▶ _WHAT YOU HAVE TO DO_
Would you output all the lines below precisely as they stand, leaving each picture out?

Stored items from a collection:
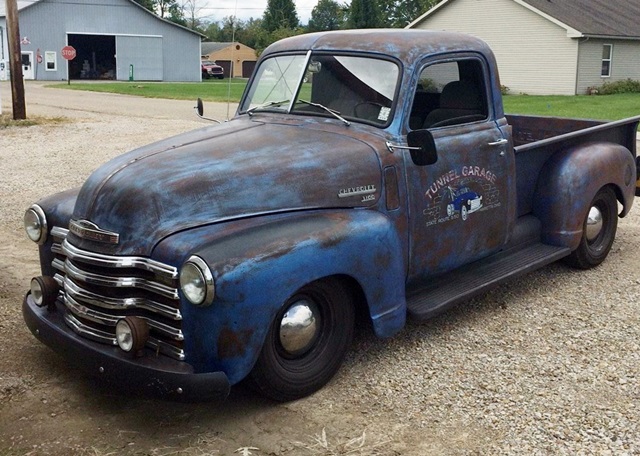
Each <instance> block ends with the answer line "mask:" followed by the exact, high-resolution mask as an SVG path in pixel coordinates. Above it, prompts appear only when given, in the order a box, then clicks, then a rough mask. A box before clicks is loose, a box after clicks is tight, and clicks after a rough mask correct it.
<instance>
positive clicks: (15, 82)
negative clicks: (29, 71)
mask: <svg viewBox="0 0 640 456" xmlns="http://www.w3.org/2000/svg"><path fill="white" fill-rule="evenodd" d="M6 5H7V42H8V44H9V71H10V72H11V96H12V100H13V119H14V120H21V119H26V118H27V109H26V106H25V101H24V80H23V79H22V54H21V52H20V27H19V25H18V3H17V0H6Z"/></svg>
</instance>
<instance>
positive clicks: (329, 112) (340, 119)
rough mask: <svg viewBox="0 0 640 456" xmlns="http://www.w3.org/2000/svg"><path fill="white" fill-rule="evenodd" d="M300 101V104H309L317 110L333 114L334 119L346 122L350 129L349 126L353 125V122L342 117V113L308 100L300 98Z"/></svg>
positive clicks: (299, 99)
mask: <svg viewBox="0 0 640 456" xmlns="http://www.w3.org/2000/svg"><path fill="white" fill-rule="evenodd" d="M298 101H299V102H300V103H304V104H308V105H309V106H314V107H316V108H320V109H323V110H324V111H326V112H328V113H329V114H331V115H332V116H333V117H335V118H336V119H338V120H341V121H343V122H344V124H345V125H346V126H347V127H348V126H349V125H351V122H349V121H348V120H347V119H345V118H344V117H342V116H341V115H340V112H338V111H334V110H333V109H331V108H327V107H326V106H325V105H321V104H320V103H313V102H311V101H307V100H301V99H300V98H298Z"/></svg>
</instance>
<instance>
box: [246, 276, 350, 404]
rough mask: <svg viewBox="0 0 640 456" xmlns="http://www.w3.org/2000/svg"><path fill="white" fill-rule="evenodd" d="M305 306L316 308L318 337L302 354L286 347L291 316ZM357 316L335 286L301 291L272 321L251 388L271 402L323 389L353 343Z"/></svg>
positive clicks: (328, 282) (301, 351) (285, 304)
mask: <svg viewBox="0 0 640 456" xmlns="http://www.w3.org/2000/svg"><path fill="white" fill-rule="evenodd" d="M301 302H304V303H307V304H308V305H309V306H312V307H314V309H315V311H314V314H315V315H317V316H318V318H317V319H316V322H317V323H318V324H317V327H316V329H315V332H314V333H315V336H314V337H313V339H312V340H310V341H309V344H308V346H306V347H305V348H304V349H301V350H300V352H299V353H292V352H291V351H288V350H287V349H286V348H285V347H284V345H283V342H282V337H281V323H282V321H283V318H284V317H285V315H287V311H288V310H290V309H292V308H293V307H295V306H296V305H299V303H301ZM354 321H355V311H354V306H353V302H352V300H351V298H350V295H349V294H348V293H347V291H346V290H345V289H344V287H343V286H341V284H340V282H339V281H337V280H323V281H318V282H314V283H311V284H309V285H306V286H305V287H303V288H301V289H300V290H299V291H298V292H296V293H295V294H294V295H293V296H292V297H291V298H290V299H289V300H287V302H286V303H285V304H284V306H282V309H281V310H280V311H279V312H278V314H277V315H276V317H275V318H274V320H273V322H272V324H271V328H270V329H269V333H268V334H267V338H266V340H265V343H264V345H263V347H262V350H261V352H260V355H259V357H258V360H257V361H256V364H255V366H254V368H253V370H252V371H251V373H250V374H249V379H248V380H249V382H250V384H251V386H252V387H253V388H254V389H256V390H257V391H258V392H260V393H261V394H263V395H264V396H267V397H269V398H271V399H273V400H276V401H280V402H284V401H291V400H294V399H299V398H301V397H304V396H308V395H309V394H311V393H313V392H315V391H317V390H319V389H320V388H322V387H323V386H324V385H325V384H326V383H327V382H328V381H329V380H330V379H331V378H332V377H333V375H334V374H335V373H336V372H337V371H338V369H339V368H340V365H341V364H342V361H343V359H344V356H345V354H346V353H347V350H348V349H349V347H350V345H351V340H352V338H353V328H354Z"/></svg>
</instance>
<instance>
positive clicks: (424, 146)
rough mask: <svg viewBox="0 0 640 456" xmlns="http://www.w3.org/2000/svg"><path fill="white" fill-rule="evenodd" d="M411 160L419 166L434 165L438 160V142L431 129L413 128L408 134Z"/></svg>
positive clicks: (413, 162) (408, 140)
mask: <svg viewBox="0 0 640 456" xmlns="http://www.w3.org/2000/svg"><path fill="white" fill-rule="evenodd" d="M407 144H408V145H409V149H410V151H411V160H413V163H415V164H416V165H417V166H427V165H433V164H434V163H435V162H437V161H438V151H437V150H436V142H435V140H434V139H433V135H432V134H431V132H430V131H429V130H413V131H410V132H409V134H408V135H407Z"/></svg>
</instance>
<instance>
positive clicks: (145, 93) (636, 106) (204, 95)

▶ _EXERCISE RESPONSE_
Each <instance> block ends with the answer line "mask:" followed by the exact, high-resolution mask as an SVG path in pixel coordinates. Above it, prompts appear only when given, in the order a box, then clicks, then a rough mask. A box before clicks is loose, a box after clicks is tight, and clicks after a rough mask correct it.
<instance>
positive clicks: (15, 82)
negative clicks: (29, 71)
mask: <svg viewBox="0 0 640 456" xmlns="http://www.w3.org/2000/svg"><path fill="white" fill-rule="evenodd" d="M6 5H7V42H8V44H9V71H10V72H11V96H12V100H13V119H14V120H21V119H26V118H27V109H26V106H25V101H24V80H23V79H22V54H21V52H20V27H19V25H18V3H17V0H6Z"/></svg>
</instance>
<instance>
positive clicks: (329, 112) (340, 119)
rough mask: <svg viewBox="0 0 640 456" xmlns="http://www.w3.org/2000/svg"><path fill="white" fill-rule="evenodd" d="M300 101V104H309L317 110L333 114L334 119L346 122L350 129L349 126L353 125V122L342 117V113L308 100L300 98Z"/></svg>
positive clicks: (299, 99)
mask: <svg viewBox="0 0 640 456" xmlns="http://www.w3.org/2000/svg"><path fill="white" fill-rule="evenodd" d="M298 101H299V102H300V103H304V104H308V105H309V106H314V107H316V108H320V109H323V110H324V111H326V112H328V113H329V114H331V115H332V116H333V117H335V118H336V119H338V120H341V121H343V122H344V124H345V125H346V126H347V127H348V126H349V125H351V122H349V121H348V120H347V119H345V118H344V117H342V116H341V115H340V112H338V111H334V110H333V109H331V108H327V107H326V106H325V105H321V104H320V103H313V102H311V101H307V100H301V99H300V98H298Z"/></svg>
</instance>
<instance>
box: [246, 276, 350, 404]
rough mask: <svg viewBox="0 0 640 456" xmlns="http://www.w3.org/2000/svg"><path fill="white" fill-rule="evenodd" d="M305 306L316 308L318 337L302 354L286 347L291 316ZM357 316L335 286L301 291L272 321L251 388L271 402L323 389L353 343Z"/></svg>
positive clicks: (328, 282) (301, 351) (285, 304)
mask: <svg viewBox="0 0 640 456" xmlns="http://www.w3.org/2000/svg"><path fill="white" fill-rule="evenodd" d="M301 302H304V303H307V304H308V305H309V306H312V307H314V309H315V311H314V314H315V315H317V316H318V318H317V319H316V322H317V323H318V324H317V327H316V329H315V332H314V333H315V336H314V337H313V339H312V340H310V341H309V344H308V346H306V347H305V348H304V349H301V350H300V352H299V353H292V352H291V351H288V350H287V349H286V348H285V347H284V345H283V342H282V337H281V323H282V321H283V318H284V317H285V315H287V311H288V310H290V309H292V308H293V307H295V306H296V305H299V303H301ZM354 321H355V311H354V306H353V302H352V300H351V298H350V295H349V294H348V293H347V291H346V290H345V289H344V287H343V286H341V284H340V282H339V281H337V280H323V281H318V282H314V283H311V284H309V285H306V286H305V287H303V288H301V289H300V290H299V291H298V292H296V293H295V294H294V295H293V296H292V297H291V298H290V299H289V300H287V302H286V303H285V304H284V306H282V309H281V310H280V311H279V312H278V314H277V315H276V317H275V318H274V320H273V322H272V324H271V328H270V329H269V333H268V334H267V338H266V340H265V343H264V345H263V347H262V350H261V352H260V355H259V357H258V360H257V361H256V364H255V366H254V368H253V370H252V371H251V373H250V374H249V379H248V380H249V382H250V384H251V386H252V387H253V388H254V389H256V390H257V391H258V392H260V393H261V394H263V395H264V396H267V397H269V398H271V399H273V400H276V401H280V402H284V401H291V400H294V399H299V398H301V397H304V396H308V395H309V394H311V393H313V392H315V391H317V390H319V389H320V388H322V387H323V386H324V385H325V384H326V383H327V382H328V381H329V380H330V379H331V378H332V377H333V375H334V374H335V373H336V372H337V371H338V369H339V368H340V365H341V364H342V361H343V359H344V356H345V354H346V353H347V350H348V349H349V347H350V345H351V340H352V338H353V328H354Z"/></svg>
</instance>
<instance>
positive clicks: (424, 146)
rough mask: <svg viewBox="0 0 640 456" xmlns="http://www.w3.org/2000/svg"><path fill="white" fill-rule="evenodd" d="M411 160L419 166L434 165L438 160V142L431 129L413 128L408 134Z"/></svg>
positive clicks: (413, 162) (408, 140)
mask: <svg viewBox="0 0 640 456" xmlns="http://www.w3.org/2000/svg"><path fill="white" fill-rule="evenodd" d="M407 144H408V145H409V149H410V151H411V160H413V163H415V164H416V165H417V166H427V165H433V164H434V163H435V162H437V161H438V151H437V150H436V142H435V140H434V139H433V135H432V134H431V132H430V131H429V130H413V131H410V132H409V134H408V135H407Z"/></svg>
</instance>
<instance>
positive clicks: (145, 93) (636, 106) (204, 95)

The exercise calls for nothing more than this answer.